Below are entries; copy exactly, and only, the lines from the one containing "trunk in the photo above." through their final line, leaving out pictures.

=== Records shown ===
■ ■ ■ ■ ■

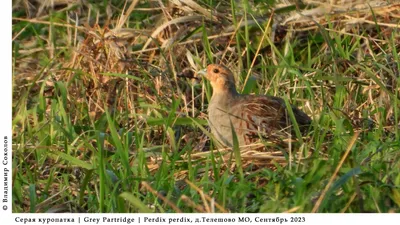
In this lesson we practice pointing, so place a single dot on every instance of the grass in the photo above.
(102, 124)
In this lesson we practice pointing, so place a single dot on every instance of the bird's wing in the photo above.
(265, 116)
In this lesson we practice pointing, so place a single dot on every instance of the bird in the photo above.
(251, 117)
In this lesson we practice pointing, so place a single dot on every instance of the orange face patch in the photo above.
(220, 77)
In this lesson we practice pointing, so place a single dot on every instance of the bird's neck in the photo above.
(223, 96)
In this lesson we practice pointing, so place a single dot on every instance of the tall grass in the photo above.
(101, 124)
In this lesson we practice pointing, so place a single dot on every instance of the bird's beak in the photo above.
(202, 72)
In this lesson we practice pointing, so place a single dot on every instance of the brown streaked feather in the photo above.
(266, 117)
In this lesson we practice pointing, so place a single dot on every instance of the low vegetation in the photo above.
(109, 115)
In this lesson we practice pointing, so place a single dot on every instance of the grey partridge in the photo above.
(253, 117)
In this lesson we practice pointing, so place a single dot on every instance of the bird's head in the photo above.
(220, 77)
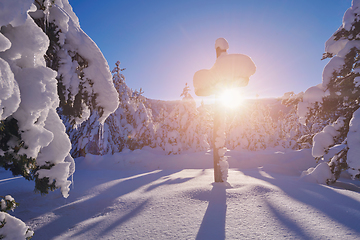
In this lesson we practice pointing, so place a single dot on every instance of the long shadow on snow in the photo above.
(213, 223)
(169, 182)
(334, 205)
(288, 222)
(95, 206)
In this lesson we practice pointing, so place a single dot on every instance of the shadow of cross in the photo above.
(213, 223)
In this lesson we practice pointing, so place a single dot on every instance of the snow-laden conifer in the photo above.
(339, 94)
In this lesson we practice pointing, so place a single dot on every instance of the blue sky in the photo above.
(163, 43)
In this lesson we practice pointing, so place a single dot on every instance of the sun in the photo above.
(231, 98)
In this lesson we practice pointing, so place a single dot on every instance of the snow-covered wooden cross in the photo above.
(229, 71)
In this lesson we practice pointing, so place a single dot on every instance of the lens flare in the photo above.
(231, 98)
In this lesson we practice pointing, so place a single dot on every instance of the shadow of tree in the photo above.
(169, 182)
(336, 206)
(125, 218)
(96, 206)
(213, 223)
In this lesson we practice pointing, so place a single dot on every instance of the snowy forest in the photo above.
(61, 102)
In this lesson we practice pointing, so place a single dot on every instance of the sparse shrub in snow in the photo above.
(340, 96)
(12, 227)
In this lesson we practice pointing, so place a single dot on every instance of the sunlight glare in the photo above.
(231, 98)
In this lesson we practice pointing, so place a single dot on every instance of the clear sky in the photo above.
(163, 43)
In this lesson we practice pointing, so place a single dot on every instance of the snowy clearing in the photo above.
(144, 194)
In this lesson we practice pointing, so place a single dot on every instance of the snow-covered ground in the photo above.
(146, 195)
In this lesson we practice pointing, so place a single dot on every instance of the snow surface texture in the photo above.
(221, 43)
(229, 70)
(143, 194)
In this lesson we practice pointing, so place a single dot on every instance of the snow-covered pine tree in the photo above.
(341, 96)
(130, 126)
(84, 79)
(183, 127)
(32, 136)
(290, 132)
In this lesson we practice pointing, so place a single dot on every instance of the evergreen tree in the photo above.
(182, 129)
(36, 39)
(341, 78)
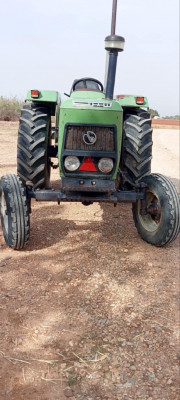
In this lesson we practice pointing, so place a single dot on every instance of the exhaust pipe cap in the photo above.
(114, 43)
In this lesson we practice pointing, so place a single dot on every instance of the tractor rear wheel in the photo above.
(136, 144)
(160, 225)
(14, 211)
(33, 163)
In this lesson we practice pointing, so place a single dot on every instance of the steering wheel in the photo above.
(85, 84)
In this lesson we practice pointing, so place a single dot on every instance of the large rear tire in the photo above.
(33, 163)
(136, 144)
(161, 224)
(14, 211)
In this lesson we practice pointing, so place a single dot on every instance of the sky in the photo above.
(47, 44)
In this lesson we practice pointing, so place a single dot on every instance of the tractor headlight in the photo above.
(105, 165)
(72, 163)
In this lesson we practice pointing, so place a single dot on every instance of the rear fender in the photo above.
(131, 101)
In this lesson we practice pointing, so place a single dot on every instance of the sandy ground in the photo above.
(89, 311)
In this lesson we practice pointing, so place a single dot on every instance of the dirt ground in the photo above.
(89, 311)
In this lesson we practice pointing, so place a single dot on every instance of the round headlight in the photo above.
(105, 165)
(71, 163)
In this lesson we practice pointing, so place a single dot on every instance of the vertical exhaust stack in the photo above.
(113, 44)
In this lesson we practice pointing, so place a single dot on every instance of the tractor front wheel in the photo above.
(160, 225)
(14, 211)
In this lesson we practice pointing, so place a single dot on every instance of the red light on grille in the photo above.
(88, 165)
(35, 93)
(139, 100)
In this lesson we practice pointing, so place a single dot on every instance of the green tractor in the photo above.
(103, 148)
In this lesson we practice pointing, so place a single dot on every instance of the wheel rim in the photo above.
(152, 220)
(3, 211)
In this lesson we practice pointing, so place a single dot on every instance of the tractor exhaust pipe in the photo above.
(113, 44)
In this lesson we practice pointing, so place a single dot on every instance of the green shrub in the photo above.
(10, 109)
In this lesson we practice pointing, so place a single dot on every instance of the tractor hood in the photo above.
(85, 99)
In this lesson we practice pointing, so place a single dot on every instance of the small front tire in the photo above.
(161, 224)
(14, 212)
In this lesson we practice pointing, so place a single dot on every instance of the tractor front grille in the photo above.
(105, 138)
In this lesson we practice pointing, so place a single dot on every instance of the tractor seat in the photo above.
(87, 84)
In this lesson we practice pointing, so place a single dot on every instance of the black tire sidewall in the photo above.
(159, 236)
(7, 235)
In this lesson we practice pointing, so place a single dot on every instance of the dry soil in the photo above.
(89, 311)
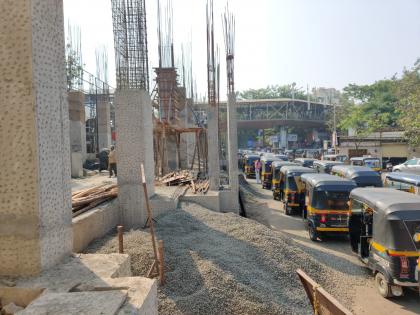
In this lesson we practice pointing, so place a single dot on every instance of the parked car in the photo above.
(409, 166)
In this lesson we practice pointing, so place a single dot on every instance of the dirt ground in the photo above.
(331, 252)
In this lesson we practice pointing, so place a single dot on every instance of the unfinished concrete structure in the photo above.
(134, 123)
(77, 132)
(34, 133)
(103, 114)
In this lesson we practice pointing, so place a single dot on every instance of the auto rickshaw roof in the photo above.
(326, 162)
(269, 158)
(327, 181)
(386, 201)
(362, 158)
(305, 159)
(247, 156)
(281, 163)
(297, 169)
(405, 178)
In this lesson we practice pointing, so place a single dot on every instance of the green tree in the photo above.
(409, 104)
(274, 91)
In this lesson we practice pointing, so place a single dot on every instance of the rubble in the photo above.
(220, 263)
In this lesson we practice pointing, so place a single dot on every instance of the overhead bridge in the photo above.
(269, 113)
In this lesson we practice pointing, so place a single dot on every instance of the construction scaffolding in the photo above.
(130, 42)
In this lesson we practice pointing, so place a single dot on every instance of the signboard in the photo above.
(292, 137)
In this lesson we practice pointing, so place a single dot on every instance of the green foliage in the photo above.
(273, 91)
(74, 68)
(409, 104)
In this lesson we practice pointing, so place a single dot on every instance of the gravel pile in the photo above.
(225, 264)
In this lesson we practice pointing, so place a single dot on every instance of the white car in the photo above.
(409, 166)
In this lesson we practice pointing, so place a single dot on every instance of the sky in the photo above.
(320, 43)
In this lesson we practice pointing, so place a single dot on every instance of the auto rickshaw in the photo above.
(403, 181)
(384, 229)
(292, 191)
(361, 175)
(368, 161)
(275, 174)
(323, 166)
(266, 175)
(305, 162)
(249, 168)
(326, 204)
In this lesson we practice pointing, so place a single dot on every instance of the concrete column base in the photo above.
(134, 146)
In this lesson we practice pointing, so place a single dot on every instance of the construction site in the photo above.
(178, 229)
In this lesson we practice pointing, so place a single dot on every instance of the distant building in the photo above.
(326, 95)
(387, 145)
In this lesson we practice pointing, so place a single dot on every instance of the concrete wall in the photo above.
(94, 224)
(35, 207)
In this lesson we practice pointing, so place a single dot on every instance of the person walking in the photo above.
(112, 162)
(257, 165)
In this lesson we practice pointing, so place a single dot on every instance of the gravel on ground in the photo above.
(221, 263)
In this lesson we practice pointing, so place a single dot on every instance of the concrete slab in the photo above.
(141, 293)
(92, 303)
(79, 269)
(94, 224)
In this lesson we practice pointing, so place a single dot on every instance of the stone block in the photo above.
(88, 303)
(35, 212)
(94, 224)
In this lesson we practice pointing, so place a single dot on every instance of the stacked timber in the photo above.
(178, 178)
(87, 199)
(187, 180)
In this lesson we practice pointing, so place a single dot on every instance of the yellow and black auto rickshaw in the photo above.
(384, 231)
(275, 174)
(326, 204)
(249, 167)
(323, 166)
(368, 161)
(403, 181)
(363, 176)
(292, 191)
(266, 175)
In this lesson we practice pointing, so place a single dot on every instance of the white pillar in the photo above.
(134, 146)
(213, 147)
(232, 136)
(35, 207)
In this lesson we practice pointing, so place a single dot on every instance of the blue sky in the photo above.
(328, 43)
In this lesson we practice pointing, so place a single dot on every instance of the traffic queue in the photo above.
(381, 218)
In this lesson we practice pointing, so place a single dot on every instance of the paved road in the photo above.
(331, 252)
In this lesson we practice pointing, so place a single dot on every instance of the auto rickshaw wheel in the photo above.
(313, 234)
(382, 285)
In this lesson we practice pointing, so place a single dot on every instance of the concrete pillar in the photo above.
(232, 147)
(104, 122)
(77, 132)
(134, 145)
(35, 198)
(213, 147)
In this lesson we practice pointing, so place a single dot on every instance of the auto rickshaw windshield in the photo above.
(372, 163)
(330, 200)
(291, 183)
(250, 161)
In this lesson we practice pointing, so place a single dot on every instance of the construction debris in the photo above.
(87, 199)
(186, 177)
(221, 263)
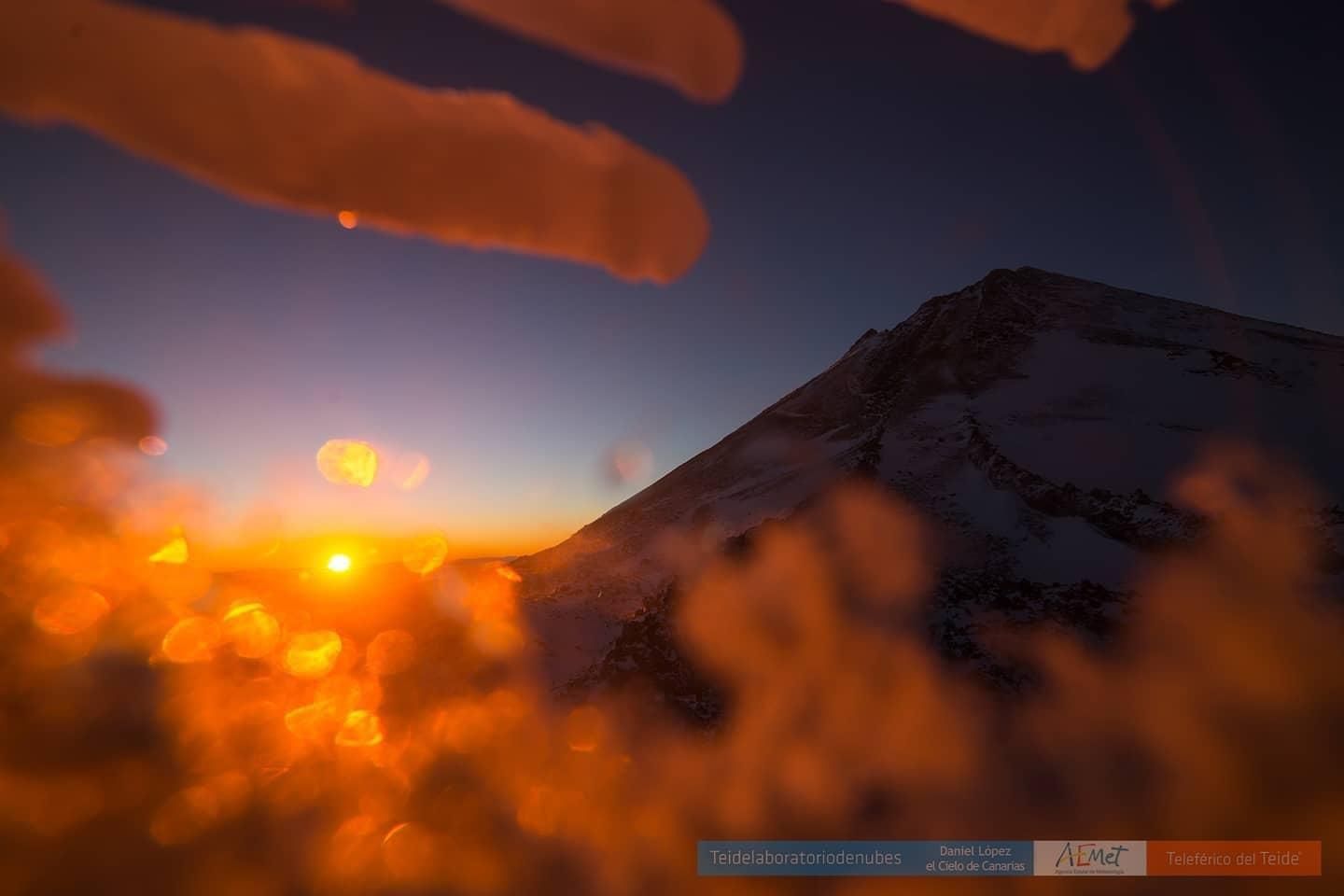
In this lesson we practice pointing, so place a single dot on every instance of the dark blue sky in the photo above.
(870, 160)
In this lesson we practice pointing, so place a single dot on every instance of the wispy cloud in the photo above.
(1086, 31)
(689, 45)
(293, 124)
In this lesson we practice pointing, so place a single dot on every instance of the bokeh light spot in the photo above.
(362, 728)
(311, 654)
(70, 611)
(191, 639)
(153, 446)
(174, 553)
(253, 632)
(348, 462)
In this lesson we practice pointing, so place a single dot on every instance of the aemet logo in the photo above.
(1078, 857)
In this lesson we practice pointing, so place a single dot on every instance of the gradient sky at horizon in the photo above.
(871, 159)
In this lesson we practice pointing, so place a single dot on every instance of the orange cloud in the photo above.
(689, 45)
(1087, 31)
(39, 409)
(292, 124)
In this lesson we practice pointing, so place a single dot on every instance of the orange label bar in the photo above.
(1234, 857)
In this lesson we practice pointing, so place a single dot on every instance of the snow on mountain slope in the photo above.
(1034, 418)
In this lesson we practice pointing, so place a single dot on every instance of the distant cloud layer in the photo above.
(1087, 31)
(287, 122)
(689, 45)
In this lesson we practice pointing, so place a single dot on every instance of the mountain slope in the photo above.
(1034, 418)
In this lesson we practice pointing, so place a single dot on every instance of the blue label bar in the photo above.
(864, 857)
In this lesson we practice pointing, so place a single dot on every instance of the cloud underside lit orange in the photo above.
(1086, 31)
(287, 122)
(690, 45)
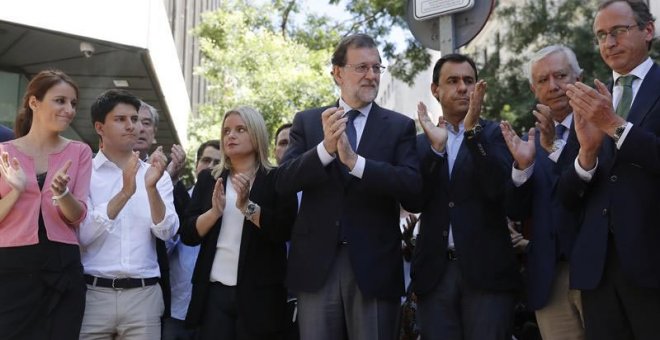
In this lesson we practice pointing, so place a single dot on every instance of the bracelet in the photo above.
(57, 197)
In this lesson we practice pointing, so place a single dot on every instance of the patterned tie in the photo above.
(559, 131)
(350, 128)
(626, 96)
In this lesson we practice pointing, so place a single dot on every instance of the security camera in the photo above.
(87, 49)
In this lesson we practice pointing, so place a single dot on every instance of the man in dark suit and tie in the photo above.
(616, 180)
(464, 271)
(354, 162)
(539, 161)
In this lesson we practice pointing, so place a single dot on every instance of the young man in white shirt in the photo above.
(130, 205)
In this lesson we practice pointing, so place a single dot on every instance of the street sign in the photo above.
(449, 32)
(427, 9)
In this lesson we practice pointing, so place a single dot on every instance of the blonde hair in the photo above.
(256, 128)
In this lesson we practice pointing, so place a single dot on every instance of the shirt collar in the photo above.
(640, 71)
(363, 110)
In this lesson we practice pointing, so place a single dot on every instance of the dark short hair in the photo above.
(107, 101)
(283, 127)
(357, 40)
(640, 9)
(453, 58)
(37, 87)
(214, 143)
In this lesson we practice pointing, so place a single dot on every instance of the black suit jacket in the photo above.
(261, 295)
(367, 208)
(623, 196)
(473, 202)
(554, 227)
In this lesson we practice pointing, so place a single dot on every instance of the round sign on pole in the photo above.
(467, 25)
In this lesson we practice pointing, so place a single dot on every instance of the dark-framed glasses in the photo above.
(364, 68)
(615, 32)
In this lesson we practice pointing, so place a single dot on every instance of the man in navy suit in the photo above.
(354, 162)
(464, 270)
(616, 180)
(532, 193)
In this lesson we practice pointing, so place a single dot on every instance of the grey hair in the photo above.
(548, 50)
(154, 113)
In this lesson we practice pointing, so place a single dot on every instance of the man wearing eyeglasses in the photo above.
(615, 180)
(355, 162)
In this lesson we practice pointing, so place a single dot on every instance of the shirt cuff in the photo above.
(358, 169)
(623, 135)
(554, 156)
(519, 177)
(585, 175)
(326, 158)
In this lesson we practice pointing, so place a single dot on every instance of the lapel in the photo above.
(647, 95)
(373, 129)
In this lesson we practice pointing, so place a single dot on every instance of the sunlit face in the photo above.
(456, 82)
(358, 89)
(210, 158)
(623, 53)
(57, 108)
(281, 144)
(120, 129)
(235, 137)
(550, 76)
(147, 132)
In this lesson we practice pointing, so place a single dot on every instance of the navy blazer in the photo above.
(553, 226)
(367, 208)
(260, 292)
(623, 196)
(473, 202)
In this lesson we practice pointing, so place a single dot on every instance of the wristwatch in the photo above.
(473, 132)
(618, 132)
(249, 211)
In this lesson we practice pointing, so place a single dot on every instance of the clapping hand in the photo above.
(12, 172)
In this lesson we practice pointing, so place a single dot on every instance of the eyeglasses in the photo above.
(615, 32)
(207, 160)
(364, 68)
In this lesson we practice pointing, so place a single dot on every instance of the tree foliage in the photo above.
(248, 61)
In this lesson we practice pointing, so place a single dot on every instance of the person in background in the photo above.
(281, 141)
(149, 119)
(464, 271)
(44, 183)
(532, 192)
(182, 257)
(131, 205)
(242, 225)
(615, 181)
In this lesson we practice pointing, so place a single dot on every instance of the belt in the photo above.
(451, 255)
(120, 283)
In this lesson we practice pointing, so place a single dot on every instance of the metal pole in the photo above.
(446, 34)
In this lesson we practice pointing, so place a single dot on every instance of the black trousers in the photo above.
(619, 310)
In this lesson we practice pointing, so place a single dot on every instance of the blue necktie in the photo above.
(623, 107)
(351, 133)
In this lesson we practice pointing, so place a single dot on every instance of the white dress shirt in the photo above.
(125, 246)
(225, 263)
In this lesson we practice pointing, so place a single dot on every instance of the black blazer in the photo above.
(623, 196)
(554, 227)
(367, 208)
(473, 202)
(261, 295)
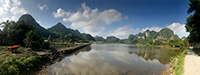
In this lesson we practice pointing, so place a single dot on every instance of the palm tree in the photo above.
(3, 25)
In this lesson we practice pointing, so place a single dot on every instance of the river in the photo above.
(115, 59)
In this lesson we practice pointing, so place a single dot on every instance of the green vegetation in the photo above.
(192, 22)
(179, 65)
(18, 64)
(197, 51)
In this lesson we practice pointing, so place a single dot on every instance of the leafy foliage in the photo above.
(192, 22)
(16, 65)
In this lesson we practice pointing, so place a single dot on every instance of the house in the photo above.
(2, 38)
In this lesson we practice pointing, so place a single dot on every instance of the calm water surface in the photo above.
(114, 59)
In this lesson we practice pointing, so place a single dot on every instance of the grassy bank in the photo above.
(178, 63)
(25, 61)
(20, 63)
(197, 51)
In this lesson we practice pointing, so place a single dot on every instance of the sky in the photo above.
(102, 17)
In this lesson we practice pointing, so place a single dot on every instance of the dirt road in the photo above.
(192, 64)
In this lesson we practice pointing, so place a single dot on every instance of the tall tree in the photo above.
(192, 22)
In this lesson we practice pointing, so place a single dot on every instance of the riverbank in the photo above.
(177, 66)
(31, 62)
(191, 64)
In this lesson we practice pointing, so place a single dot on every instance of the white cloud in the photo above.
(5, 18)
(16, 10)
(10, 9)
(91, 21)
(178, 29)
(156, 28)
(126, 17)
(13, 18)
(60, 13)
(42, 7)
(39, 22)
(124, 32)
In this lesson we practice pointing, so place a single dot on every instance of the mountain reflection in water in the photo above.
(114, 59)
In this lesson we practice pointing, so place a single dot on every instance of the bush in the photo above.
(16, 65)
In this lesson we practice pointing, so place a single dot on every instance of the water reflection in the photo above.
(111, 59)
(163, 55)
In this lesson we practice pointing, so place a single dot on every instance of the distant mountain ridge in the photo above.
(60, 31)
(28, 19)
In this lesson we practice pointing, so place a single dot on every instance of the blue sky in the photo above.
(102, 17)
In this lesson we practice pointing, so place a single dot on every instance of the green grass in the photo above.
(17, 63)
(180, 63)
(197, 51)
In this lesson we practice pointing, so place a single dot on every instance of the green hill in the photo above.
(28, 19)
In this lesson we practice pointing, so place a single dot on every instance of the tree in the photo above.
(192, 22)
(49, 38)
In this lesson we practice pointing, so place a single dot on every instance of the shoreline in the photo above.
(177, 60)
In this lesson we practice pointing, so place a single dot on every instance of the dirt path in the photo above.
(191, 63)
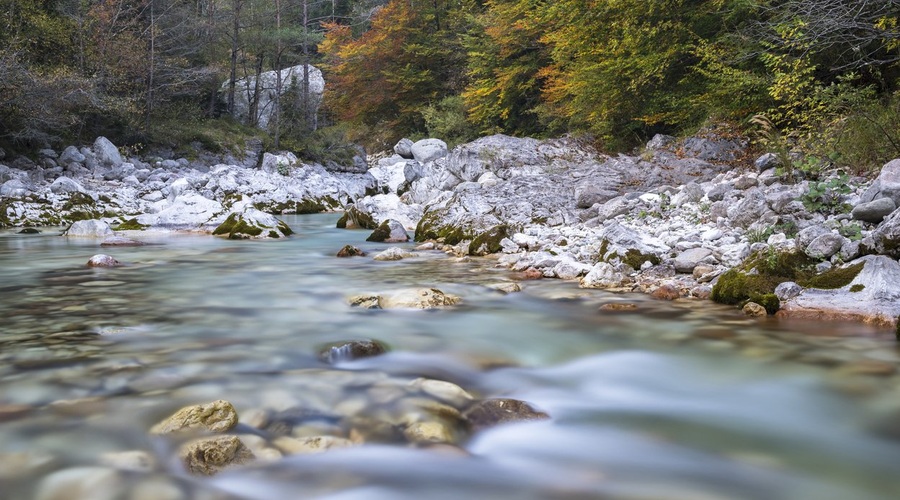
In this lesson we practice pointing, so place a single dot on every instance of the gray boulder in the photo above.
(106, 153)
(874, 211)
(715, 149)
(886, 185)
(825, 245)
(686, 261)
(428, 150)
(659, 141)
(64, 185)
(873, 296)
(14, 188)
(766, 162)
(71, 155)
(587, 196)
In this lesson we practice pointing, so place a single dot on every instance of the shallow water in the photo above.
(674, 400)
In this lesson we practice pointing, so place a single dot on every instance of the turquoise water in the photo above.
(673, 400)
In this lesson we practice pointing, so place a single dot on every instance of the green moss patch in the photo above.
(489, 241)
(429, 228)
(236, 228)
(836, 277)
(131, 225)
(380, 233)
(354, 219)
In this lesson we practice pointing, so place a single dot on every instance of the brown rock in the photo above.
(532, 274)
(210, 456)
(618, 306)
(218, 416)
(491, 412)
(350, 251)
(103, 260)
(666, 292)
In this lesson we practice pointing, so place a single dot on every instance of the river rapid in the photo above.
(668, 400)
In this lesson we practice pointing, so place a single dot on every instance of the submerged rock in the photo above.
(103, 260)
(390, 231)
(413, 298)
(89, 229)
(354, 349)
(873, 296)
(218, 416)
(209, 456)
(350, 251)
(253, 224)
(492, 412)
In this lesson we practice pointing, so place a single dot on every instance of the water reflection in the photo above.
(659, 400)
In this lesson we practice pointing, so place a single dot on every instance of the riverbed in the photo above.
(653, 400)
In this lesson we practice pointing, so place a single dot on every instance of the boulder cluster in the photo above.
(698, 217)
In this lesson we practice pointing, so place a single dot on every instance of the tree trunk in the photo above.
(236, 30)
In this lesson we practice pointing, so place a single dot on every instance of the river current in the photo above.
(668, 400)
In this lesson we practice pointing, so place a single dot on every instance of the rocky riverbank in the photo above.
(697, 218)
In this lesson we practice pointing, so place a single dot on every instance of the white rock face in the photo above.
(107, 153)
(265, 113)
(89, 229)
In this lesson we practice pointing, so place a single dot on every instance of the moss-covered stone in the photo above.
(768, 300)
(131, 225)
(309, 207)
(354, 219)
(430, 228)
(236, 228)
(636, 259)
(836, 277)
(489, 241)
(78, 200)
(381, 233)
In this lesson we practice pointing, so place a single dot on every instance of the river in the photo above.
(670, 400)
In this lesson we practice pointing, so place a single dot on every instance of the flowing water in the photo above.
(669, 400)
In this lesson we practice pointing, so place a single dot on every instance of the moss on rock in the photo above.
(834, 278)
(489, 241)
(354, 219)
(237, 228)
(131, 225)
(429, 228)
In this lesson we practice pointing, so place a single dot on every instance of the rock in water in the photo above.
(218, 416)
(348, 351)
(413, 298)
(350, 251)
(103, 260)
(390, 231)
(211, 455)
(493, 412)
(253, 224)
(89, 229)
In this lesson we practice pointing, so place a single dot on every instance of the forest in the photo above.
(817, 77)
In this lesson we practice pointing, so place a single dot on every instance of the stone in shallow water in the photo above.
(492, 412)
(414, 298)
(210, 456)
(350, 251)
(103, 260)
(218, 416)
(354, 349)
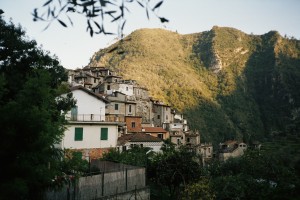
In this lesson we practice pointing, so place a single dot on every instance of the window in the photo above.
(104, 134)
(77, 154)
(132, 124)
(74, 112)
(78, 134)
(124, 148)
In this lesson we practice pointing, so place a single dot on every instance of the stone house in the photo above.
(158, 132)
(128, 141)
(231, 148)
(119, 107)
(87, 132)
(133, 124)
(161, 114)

■ ■ ■ ■ ■

=== Expected output ===
In this lesson we practice pointing, so place a single dot on every instance of the tree trunk in the photo above.
(236, 30)
In this lesson we practice pointing, so place a single dot on every instance of the river current in the photo above.
(668, 400)
In this lesson we practice pointing, so place a single dot on every instance of the rocky riverbank in the photo above.
(697, 218)
In this lesson we practice pointing, so place a single dot on every instance of the white rock face in the photo above.
(107, 153)
(265, 113)
(89, 229)
In this lesson we practice pointing, so place a single dot on every instance of the moss-covered stone in the photo above.
(768, 300)
(131, 225)
(309, 207)
(354, 219)
(430, 228)
(236, 228)
(636, 259)
(836, 277)
(489, 241)
(78, 200)
(381, 233)
In this lesson we practice pointing, so place a single dot on every instance of the river in the photo above.
(670, 400)
In this lesson we practice pointing, so place a single dot on every instance of the flowing water in the photo above.
(669, 400)
In this lesson we practice pointing, so place a single dot on every instance of the moss on rock in the photo above.
(834, 278)
(489, 241)
(354, 219)
(237, 228)
(131, 225)
(429, 228)
In this lesson we practice pointing, so place a single dot on every instance of the rock in water in the photo above.
(218, 416)
(348, 351)
(413, 298)
(350, 251)
(103, 260)
(390, 231)
(211, 455)
(493, 412)
(253, 224)
(89, 229)
In this lesson we practice pointing, so place a single dot on every instance of the forest in the photo above.
(817, 77)
In this lesson we practice pointing, so place a single dot on every instance of the stone in shallow water in the photo above.
(492, 412)
(414, 298)
(210, 456)
(350, 251)
(103, 260)
(218, 416)
(354, 349)
In this lesson we practice pointing, so place a single dot on every instance of the window in the photo above.
(104, 134)
(77, 154)
(132, 124)
(74, 112)
(78, 134)
(124, 148)
In this lesson we practice pointing, so place a single dot on every instance of the stone house in the photo above.
(158, 132)
(128, 141)
(231, 148)
(119, 107)
(87, 132)
(133, 124)
(161, 114)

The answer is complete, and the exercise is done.